— Begin Records supplied —

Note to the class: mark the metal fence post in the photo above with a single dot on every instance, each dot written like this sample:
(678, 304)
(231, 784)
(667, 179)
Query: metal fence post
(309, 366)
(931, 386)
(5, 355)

— End Records supplied —

List each line of the data above that contains the string "metal". Treat case as significant.

* [Exercise output]:
Note to the class: mark the metal fence post in the photo above with a single dot on every instance, each dot written like this sample:
Query: metal fence post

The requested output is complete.